Sean Ellis was one of those people who, despite appearing quiet and unassuming, was very active and widely known. His final illness was very brief, an aggressive brain tumour. He died peacefully early on Saturday morning and without any distress, his family all having seen him the evening before.
He was proud of his ‘Desmond’, having left university with a 2:2 (Tutu). He was a very bright student but had too many interests to focus solely on grades.
He worked as a GPU architect, a highly specialised and leading role in computer hardware and software design. But while he enjoyed his work, it was a fraction of his life; his family, Tamasin, James and Thomas, came first. He was also politically active, being a campaigner for the NHS Action Party and sponsor of its leader who stood in his constituency. He made himself a constant thorn in the side of his local MP, Jeremy Hunt. He was also a regular at the Anti-Brexit marches, with his elaborate electronic placards provoking frequent photo stops.
But the part of his life he was perhaps most widely known for was his involvement with skepticism in the UK. He became involved with the Hampshire Skeptics in Winchester, becoming its treasurer very early on and staying in that role until he was no longer able. He was a frequent contributor to the multiple Ockham-Award winning Pod Delusion. His pieces being witty and clever: favourites included the ones about Quantum Santa and the 3D Quark printer in Argos.
His wit and knowledge made him a quiz team delight. The year his team won the QED Quiz cup the rest of the team agreed that their skill was in choosing him as their teammate.
Most of all though, during the last weeks of his life the comment most heard was ‘Please tell him how much we love him.’ And there’s a lesson in there for all of us. We need to tell our friends that we love them while we still have them with us. It is good that Sean could at least hear this in so many words while he was still able to understand what it meant.

•••

* INSTRUCTIONS FOR THE TASK:
Reproduce the portion of the tribute to Sean Ellis starting with "His wit and" and going on through "as their teammate.".

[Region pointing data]
•••

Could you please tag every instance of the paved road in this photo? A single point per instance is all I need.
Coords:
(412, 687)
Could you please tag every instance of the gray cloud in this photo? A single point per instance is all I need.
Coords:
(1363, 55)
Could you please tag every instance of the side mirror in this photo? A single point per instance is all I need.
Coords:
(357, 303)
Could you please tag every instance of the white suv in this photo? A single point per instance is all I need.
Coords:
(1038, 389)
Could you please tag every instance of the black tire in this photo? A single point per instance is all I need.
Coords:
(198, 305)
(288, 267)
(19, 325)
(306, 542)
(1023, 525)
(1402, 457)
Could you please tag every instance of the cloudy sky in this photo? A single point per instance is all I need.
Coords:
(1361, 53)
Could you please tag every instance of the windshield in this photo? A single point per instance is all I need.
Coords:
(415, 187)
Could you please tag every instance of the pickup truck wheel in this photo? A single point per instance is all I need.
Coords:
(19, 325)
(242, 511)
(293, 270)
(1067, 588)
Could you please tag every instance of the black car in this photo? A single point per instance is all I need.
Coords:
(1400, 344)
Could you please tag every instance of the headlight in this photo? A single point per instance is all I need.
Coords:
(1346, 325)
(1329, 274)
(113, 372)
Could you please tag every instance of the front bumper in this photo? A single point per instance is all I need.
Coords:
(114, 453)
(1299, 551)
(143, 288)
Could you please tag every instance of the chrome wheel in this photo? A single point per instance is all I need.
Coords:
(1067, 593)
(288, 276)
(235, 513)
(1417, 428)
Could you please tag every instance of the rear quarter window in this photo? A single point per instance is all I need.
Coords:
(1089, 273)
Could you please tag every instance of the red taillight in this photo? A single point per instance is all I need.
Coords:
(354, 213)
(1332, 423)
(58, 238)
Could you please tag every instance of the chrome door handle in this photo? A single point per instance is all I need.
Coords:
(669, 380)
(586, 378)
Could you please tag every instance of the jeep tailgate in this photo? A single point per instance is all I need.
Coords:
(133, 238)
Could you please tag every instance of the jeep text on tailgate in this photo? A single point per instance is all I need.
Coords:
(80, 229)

•••

* SOLVED EXERCISE:
His wit and knowledge made him a quiz team delight. The year his team won the QED Quiz cup the rest of the team agreed that their skill was in choosing him as their teammate.